:: THE REQUEST ::
Starting at the beginning of the records and ending with the line that contains "[[[73,214],[77,219],[95,216],[95,197],[92,195],[73,194]]]", write those lines out again with "garage door" changed to "roller door" and nothing else altered. Leave the pictures out.

:: SUPPLIED MATERIAL ::
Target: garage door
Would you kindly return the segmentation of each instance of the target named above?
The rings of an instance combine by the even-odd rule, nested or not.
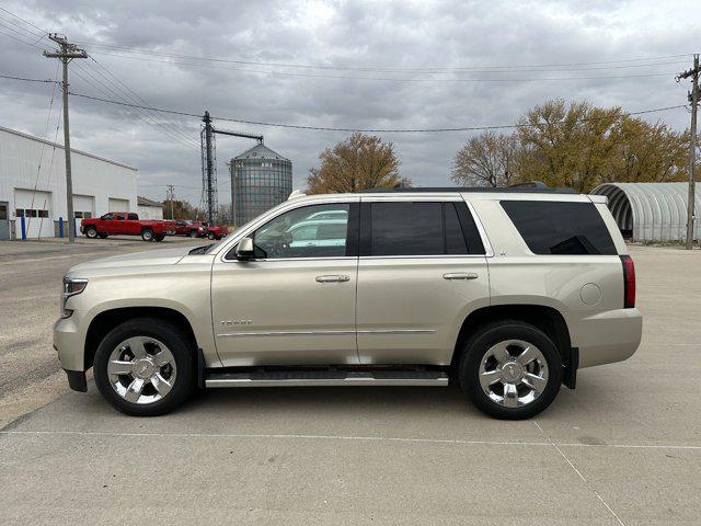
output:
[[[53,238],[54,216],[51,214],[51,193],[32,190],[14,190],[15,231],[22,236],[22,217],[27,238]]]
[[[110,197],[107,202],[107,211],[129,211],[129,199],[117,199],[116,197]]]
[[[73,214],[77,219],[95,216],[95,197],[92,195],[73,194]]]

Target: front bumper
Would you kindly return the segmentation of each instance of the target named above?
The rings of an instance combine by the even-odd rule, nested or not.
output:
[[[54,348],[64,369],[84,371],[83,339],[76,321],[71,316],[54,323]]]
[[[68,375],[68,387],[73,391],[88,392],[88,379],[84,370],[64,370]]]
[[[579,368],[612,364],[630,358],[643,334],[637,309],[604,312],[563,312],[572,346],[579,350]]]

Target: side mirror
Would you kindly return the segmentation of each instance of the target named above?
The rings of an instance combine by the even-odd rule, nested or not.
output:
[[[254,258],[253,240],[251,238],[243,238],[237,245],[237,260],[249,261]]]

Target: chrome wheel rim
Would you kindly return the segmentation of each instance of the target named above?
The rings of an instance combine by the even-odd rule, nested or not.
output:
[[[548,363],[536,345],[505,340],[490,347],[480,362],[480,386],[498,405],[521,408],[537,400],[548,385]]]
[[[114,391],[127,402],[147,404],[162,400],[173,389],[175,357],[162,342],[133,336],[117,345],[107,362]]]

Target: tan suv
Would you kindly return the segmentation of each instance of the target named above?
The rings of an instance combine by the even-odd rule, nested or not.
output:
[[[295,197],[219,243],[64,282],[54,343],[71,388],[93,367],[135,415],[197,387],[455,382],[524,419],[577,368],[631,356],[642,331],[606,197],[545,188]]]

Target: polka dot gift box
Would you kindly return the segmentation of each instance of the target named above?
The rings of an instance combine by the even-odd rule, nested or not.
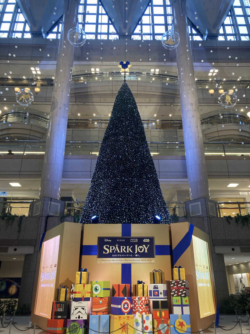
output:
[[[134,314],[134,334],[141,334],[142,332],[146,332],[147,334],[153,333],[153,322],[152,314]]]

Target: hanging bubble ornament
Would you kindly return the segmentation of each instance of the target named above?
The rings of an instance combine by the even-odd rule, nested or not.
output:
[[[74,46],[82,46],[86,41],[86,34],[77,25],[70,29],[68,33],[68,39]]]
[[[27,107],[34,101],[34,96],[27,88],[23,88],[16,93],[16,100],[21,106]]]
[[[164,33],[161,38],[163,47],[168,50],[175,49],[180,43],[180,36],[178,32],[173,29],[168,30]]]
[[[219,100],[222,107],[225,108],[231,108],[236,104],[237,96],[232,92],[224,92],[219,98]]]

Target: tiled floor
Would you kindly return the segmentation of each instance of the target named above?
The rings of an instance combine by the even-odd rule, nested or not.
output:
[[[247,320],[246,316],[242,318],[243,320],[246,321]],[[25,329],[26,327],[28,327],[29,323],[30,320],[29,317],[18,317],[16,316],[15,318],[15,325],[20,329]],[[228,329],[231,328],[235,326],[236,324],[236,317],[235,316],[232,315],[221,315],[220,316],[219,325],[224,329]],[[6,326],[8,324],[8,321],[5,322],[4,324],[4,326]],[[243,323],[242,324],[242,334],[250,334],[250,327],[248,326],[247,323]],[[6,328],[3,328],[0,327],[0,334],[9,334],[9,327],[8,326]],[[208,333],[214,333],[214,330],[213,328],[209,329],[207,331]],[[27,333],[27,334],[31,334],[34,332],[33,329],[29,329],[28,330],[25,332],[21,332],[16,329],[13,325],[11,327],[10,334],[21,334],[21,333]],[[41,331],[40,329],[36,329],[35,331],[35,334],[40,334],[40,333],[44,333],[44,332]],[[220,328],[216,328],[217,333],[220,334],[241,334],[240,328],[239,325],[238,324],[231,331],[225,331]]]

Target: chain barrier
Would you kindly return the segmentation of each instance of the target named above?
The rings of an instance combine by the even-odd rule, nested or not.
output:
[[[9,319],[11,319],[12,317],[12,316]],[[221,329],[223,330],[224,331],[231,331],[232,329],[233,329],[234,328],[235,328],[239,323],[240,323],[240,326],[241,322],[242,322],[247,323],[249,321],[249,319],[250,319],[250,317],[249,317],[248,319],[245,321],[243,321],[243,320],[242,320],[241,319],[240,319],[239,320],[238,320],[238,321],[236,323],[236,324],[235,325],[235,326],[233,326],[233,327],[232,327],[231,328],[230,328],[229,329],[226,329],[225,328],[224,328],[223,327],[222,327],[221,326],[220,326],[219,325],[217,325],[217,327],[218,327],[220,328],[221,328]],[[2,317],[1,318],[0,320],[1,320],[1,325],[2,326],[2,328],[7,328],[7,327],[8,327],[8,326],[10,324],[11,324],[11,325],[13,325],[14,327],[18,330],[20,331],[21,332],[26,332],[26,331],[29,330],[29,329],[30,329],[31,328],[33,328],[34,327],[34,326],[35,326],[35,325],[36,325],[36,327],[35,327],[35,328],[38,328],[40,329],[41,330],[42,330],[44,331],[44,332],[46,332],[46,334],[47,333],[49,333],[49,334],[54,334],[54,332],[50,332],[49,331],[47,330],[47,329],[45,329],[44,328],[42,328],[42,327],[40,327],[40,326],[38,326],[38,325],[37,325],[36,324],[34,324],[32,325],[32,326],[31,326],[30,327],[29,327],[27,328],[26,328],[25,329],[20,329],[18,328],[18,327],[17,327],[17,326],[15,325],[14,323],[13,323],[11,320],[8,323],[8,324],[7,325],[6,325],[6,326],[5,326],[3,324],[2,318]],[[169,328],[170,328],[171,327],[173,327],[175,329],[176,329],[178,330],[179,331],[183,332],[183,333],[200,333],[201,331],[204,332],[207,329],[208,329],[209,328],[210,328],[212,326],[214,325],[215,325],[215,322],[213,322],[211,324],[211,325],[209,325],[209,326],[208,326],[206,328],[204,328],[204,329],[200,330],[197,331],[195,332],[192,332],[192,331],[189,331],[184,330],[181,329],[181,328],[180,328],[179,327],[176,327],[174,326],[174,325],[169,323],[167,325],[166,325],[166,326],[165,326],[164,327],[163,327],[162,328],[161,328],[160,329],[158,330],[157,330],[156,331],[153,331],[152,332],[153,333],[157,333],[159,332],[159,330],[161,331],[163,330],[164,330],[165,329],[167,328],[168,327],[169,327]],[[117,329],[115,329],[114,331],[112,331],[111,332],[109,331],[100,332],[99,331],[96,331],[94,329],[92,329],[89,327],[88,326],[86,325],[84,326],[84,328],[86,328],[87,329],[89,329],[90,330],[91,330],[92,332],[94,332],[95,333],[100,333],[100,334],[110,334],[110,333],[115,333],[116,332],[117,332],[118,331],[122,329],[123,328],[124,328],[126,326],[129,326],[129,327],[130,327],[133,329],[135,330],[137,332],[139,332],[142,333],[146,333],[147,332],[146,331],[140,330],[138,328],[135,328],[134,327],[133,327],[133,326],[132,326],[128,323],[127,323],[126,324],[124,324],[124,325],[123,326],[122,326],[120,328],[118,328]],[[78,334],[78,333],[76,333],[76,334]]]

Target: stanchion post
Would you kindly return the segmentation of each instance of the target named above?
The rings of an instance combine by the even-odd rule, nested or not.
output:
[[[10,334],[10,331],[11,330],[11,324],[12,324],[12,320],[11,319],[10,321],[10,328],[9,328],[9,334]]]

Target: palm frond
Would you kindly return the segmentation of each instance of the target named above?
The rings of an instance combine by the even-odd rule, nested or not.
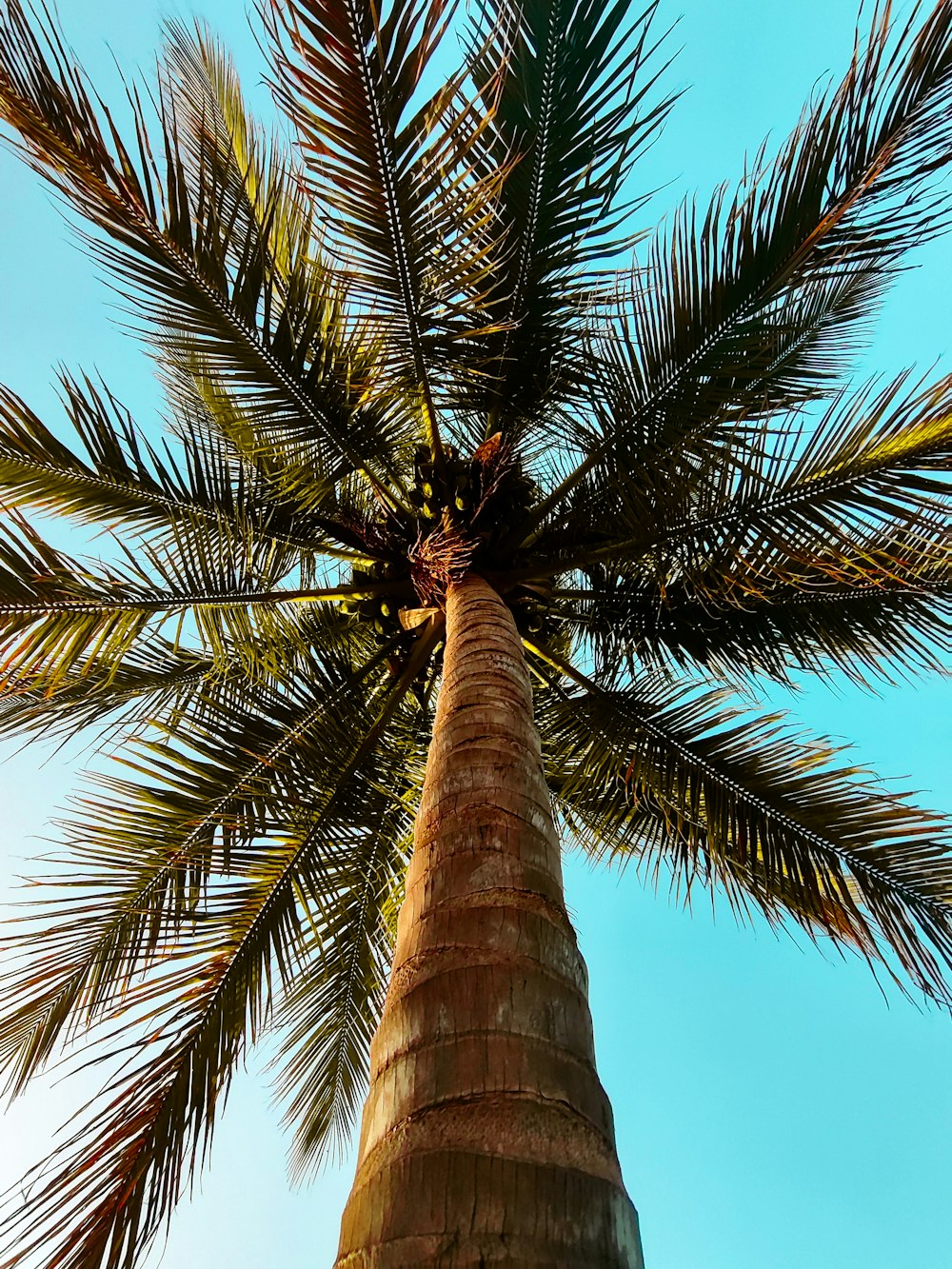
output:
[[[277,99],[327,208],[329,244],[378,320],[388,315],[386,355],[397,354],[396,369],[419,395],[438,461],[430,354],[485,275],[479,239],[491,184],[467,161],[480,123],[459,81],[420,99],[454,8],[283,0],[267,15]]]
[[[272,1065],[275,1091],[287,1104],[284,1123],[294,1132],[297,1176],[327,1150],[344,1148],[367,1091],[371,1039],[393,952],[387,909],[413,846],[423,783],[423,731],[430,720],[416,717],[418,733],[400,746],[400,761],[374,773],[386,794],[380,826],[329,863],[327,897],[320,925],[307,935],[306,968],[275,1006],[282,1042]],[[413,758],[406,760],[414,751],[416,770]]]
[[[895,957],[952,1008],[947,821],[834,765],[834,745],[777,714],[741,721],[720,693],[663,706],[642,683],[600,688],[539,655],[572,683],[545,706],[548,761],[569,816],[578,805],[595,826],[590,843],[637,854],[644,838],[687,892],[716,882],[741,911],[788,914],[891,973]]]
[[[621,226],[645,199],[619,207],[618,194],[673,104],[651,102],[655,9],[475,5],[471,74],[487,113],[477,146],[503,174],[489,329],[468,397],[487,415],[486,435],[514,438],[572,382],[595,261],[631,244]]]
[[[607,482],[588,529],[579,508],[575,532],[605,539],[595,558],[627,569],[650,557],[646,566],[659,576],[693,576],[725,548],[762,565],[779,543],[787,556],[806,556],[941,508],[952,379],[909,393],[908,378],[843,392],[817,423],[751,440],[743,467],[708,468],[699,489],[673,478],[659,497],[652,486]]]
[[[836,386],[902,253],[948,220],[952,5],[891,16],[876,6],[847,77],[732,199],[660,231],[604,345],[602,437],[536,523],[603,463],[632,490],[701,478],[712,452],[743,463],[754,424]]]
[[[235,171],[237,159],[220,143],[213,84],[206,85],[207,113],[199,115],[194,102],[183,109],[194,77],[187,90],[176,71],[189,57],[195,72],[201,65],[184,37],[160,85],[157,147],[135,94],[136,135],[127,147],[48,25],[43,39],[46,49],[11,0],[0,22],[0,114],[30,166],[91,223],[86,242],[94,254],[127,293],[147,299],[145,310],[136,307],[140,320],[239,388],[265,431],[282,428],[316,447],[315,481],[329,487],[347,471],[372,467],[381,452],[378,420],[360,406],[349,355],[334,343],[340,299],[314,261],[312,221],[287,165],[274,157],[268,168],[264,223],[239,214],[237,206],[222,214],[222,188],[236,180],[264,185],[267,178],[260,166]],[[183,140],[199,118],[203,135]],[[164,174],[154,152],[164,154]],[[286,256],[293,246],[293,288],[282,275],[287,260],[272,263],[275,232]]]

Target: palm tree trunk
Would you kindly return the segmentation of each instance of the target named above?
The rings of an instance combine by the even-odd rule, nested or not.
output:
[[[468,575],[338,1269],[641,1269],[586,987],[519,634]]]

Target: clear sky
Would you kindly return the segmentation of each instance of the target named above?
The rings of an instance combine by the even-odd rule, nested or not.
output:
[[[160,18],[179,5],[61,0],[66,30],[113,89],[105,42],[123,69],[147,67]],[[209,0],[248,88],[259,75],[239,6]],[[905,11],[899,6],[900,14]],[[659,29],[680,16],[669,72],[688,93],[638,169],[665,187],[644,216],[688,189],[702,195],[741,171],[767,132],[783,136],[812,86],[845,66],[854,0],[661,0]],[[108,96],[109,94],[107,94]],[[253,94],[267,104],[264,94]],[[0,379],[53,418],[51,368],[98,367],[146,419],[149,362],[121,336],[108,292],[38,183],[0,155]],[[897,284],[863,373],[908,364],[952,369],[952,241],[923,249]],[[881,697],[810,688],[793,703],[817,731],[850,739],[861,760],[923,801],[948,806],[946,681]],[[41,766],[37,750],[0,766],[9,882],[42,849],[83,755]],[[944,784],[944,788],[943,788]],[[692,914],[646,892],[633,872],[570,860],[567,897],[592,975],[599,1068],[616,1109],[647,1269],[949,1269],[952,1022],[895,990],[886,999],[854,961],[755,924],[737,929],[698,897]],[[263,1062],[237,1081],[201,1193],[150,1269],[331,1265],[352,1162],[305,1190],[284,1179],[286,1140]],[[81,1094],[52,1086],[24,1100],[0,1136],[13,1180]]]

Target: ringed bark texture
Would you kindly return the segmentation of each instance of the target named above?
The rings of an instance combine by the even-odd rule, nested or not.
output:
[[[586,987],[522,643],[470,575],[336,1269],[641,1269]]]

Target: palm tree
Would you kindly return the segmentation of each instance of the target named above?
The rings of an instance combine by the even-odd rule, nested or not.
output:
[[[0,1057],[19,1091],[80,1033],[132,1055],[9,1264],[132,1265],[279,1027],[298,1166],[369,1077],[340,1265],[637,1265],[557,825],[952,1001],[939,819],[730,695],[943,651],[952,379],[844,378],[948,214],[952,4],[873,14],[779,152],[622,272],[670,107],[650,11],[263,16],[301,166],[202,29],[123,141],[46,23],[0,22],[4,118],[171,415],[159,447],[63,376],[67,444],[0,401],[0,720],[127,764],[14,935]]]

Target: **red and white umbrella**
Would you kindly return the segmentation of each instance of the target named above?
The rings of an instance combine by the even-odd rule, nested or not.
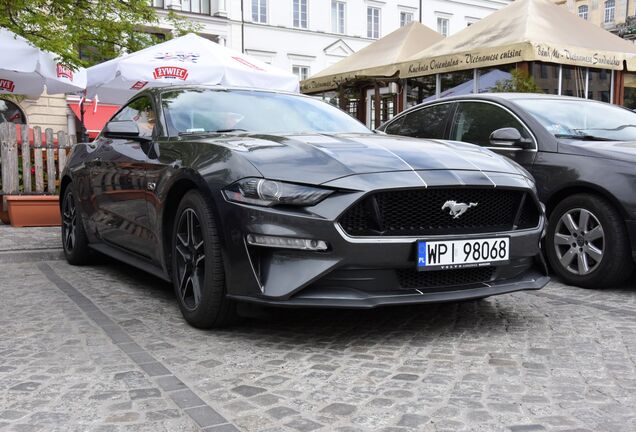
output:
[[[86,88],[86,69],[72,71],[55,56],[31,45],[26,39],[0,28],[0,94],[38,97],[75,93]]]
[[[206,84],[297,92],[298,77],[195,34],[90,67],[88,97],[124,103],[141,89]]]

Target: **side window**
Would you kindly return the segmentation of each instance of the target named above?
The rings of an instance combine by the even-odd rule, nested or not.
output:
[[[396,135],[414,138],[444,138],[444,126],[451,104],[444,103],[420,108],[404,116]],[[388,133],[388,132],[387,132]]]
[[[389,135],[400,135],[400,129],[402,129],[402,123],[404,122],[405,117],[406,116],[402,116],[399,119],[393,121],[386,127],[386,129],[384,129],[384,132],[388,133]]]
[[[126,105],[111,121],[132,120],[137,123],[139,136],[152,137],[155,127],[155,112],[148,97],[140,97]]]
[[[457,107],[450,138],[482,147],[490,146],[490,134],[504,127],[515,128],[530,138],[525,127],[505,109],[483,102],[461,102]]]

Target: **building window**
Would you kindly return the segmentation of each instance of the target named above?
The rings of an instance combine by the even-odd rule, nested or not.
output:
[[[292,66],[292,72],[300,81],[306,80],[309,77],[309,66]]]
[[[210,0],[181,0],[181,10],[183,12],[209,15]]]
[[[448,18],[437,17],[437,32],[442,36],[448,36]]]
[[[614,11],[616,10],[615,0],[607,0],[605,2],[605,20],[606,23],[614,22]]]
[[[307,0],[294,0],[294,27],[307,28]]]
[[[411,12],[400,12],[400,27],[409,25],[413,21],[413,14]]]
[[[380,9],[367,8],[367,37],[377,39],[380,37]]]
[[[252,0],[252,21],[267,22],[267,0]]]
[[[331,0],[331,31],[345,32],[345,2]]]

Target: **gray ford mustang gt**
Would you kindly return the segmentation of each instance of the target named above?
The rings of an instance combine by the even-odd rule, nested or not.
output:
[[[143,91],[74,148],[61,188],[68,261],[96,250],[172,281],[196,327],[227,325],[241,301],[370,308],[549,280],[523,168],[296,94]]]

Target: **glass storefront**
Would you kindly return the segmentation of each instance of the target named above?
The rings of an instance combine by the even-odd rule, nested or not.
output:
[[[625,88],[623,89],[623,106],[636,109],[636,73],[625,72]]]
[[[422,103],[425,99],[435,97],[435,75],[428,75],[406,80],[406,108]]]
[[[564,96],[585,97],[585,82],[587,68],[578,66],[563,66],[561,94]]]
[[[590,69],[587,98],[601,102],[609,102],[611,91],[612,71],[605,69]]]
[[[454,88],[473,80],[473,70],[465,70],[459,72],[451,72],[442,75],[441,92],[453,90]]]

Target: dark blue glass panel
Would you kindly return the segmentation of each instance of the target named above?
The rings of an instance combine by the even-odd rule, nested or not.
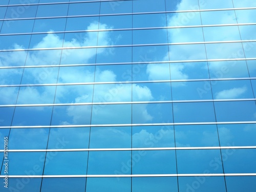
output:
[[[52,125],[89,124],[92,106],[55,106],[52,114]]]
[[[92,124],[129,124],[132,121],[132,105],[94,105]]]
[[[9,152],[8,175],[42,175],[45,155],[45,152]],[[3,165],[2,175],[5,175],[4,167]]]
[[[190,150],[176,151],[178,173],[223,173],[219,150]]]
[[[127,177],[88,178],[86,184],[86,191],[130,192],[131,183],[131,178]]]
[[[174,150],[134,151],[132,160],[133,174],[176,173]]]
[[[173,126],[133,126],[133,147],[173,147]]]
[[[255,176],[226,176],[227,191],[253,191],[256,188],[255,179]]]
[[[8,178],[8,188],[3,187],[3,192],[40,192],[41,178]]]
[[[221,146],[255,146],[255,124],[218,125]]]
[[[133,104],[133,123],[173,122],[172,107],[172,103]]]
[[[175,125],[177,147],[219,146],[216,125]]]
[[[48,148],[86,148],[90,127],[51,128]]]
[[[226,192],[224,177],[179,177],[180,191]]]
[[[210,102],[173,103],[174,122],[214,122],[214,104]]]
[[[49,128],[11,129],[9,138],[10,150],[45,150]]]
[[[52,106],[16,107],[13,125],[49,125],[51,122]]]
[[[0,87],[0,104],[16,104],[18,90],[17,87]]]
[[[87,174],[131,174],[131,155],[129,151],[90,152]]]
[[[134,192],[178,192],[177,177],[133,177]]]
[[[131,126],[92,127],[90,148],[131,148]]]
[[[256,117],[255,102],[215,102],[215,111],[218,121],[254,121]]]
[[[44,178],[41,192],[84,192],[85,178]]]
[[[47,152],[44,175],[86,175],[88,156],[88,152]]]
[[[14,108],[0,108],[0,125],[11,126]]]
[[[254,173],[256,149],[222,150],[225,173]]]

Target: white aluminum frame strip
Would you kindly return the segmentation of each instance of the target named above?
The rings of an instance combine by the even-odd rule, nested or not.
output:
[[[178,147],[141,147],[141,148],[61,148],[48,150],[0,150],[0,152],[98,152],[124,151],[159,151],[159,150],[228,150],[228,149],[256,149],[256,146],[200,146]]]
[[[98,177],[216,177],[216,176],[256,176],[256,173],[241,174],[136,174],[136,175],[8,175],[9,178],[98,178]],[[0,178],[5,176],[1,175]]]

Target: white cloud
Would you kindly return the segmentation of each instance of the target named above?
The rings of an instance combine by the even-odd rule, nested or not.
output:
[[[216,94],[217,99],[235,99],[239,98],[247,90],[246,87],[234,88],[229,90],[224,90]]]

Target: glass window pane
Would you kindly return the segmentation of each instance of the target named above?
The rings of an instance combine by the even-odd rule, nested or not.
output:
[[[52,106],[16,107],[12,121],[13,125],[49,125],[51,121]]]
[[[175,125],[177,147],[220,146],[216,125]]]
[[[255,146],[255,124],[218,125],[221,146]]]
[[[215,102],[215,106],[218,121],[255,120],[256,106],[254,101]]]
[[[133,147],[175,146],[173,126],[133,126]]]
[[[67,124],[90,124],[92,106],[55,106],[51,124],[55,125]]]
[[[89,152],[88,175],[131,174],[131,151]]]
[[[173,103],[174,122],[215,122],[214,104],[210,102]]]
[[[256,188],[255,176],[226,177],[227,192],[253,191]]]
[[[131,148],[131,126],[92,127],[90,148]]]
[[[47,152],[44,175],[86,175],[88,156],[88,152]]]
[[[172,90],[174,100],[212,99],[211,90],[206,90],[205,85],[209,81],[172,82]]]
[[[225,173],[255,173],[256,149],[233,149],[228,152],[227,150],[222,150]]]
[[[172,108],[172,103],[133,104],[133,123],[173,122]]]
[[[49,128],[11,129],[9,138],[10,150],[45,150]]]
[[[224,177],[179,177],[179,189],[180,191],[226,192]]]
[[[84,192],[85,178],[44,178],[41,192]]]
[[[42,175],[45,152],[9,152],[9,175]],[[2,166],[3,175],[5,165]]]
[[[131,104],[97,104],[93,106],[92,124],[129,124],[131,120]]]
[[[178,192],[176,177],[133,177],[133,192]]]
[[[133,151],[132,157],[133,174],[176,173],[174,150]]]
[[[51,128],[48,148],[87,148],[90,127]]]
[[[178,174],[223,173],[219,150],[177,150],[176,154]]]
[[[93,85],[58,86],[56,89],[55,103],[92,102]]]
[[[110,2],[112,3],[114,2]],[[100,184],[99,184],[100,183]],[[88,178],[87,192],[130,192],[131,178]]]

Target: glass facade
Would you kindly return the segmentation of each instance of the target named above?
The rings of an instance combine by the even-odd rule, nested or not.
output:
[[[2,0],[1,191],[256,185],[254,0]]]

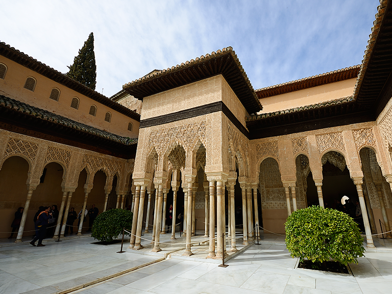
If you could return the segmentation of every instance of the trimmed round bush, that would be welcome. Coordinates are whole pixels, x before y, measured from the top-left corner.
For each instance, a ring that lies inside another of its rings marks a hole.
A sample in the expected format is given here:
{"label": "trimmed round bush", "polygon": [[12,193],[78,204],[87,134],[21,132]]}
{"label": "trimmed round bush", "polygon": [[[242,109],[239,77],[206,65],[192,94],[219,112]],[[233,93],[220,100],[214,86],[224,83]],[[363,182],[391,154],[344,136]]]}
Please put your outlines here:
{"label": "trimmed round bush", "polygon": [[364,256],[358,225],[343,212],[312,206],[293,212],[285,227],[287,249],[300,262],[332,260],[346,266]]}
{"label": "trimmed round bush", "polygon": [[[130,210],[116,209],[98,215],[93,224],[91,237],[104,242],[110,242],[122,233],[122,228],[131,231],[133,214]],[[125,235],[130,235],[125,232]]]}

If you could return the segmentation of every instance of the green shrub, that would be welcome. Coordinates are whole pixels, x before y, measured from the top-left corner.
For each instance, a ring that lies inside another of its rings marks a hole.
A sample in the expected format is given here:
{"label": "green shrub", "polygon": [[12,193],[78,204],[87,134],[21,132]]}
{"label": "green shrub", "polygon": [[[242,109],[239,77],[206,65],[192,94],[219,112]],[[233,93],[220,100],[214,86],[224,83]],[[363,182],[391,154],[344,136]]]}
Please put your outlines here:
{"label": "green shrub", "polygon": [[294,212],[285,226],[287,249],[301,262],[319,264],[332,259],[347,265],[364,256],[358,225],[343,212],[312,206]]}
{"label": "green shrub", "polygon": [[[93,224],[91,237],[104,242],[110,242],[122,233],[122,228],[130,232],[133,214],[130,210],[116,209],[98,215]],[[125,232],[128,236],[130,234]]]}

:: TASK RESPONSE ::
Target: roller door
Would you kindly return the segmentation of each instance of the target named above?
The rings of an instance combine by the even-odd rule, nested or not.
output:
[[[53,238],[54,216],[51,214],[51,193],[32,190],[14,190],[15,231],[22,236],[22,217],[27,238]]]
[[[110,197],[107,202],[107,211],[129,211],[129,199],[117,199],[116,197]]]
[[[73,214],[77,219],[95,216],[95,197],[92,195],[73,194]]]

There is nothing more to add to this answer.